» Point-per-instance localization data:
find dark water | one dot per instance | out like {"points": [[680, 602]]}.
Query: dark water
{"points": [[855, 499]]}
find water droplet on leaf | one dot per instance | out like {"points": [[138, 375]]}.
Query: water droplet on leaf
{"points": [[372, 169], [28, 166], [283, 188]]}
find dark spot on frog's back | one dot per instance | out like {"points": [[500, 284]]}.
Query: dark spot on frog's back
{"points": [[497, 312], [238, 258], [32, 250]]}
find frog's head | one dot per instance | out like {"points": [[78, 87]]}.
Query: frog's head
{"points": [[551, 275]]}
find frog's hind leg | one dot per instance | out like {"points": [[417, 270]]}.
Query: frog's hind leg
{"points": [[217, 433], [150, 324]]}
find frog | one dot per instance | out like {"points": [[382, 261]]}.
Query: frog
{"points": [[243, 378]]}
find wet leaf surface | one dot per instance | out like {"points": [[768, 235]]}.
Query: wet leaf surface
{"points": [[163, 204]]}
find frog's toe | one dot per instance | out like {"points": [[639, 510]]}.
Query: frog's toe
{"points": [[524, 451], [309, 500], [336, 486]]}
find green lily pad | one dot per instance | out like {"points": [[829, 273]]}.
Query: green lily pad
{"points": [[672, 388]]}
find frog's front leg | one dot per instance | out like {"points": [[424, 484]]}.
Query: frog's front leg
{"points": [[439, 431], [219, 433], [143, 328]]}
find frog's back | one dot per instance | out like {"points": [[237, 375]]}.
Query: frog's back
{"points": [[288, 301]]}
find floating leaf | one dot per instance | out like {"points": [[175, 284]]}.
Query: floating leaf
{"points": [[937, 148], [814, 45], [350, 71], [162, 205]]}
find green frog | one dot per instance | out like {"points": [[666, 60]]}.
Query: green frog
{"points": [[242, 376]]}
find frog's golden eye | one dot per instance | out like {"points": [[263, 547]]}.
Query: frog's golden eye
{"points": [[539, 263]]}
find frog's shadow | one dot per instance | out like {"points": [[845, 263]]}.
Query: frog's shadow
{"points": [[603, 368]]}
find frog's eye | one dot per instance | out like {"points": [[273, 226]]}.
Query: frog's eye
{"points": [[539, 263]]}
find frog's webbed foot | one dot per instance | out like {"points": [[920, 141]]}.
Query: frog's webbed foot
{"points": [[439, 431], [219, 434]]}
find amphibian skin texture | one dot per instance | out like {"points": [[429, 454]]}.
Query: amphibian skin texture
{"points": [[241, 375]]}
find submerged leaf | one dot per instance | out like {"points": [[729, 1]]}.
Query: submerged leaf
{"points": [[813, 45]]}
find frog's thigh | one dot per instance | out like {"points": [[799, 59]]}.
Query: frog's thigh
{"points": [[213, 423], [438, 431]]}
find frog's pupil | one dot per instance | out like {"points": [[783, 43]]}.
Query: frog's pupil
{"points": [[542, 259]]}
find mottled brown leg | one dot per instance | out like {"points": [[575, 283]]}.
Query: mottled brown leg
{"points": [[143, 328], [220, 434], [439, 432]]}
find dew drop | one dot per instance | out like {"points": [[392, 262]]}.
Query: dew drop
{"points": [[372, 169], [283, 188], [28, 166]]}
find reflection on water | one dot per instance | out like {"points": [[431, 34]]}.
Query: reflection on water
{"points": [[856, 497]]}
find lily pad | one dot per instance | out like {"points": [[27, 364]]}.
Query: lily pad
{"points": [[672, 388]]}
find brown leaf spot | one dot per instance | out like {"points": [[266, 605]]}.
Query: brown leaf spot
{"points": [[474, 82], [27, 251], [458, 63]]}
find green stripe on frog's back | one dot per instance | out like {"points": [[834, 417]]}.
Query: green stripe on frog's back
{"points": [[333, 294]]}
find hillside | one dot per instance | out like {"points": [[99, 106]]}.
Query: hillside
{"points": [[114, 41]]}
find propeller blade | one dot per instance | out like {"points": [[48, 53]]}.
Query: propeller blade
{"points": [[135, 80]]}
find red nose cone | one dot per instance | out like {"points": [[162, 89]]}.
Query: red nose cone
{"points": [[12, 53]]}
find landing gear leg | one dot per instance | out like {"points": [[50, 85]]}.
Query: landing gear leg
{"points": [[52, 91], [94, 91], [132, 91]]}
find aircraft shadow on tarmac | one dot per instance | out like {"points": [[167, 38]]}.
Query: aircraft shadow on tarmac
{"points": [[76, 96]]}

» Brief:
Output each record precisely as given.

» Solution:
find dark water | one dot per instance | out like {"points": [[680, 602]]}.
Query: dark water
{"points": [[855, 499]]}
find water droplet on leaf | one dot per instance | out like {"points": [[138, 375]]}.
Query: water droplet on leaf
{"points": [[372, 169], [28, 166], [283, 188]]}
find dark spot on frog's back | one dot per instance | out like {"points": [[500, 284]]}.
Query: dark spot on frog's back
{"points": [[497, 312], [238, 258], [32, 250]]}
find frog's head | one dot per instance | out like {"points": [[78, 87]]}.
Query: frog's head
{"points": [[551, 275]]}
find frog's hind leg | one dot per instance | out like {"points": [[417, 270]]}.
Query: frog's hind leg
{"points": [[217, 433], [150, 324]]}
find frog | one dot per instance | out like {"points": [[382, 261]]}.
Query: frog
{"points": [[243, 378]]}
find wet leaf surface | one dot per instance | out like {"points": [[768, 235]]}.
Query: wet leaf surface
{"points": [[163, 204]]}
find frog's toe | one dot per instance | out like {"points": [[639, 510]]}.
Query: frog's toe
{"points": [[524, 451], [309, 500], [336, 486]]}
find green lily pad | one dot per instance | out like {"points": [[829, 273]]}.
Query: green lily pad
{"points": [[672, 388]]}
find frog's front leg | one dot per instance | out like {"points": [[424, 484]]}.
Query: frog's front leg
{"points": [[439, 431], [219, 433], [143, 328]]}
find frog's back | one dot per instance | out like {"points": [[237, 375]]}.
Query: frog's back
{"points": [[288, 301]]}
find floating leaf | one dot per instance | out like {"points": [[175, 284]]}.
Query: floating leaf
{"points": [[937, 148], [814, 45], [350, 71], [162, 205]]}
find green frog | one dot per instance | out like {"points": [[666, 60]]}.
Query: green frog
{"points": [[242, 376]]}
find frog's golden eye | one dot per instance | out like {"points": [[263, 547]]}.
Query: frog's golden eye
{"points": [[539, 263]]}
find frog's shadow | one dot per instance | out like {"points": [[845, 263]]}.
Query: frog's shadow
{"points": [[603, 368]]}
find frog's eye | one dot per instance | out like {"points": [[273, 226]]}.
Query: frog's eye
{"points": [[539, 263]]}
find frog's webbed foot | one dot per instance | out like {"points": [[920, 141]]}.
Query: frog's webbed foot
{"points": [[439, 431], [219, 434]]}
find amphibian skin texture | one dot per instance | out like {"points": [[429, 454]]}.
Query: amphibian skin texture
{"points": [[241, 375]]}
find submerged leaf | one dot per instance | out like {"points": [[729, 1]]}.
Query: submerged leaf
{"points": [[813, 45]]}
find frog's thigh | one dot per instance | out like {"points": [[799, 59]]}.
Query: frog's thigh
{"points": [[213, 423], [438, 431]]}
find frog's pupil | one dot per instance | out like {"points": [[783, 43]]}.
Query: frog's pupil
{"points": [[542, 259]]}
find mottled brown leg | one dot per instance | out like {"points": [[575, 283]]}.
Query: mottled brown leg
{"points": [[143, 328], [220, 434], [439, 432]]}
find dew drop | one dot per instance | out like {"points": [[392, 262]]}.
Query: dew drop
{"points": [[372, 169], [283, 188], [28, 166]]}
find reflection on water | one dot per instance | out like {"points": [[431, 34]]}.
Query: reflection on water
{"points": [[856, 497]]}
find lily pad | one dot per instance | out like {"points": [[27, 364]]}.
Query: lily pad
{"points": [[672, 388]]}
find brown leaf spot | one dot per instance | out like {"points": [[266, 605]]}.
Query: brown leaf spot
{"points": [[474, 82], [27, 251], [458, 63]]}
find green stripe on frog's back | one dot per instance | out like {"points": [[834, 417]]}.
Query: green stripe on frog's back
{"points": [[333, 294]]}
find hillside | one dot per instance | out like {"points": [[99, 106]]}.
Query: hillside
{"points": [[114, 41]]}
find propeller blade | one dot per instance | out like {"points": [[48, 53]]}.
Query: propeller blade
{"points": [[135, 80]]}
find red nose cone | one dot per instance | out like {"points": [[162, 89]]}.
Query: red nose cone
{"points": [[12, 53]]}
find landing gear leg | one dot per instance | out like {"points": [[50, 85]]}.
Query: landing gear leg
{"points": [[52, 91], [94, 91], [132, 91]]}
find aircraft shadow on tarmac | one dot per instance | out like {"points": [[167, 38]]}.
Query: aircraft shadow on tarmac
{"points": [[76, 96]]}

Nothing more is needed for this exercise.